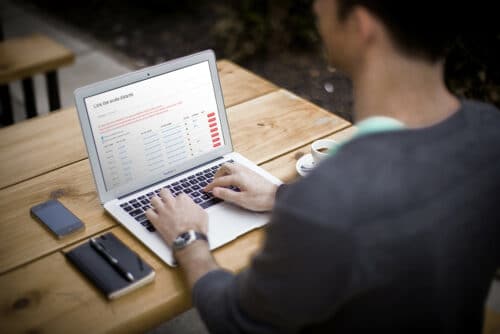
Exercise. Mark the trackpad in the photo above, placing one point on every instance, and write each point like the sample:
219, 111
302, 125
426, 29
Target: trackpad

------------------------

- **Stated goal**
Turn every line of the material into a numbered list, omitting blank lines and leaving out the pictures.

- **Expected output**
1. Exercise. Mark the trackpad in the photo above, placing one point on every instance, and write each point like the sample:
2. 219, 111
3. 302, 125
4. 426, 29
5. Target: trackpad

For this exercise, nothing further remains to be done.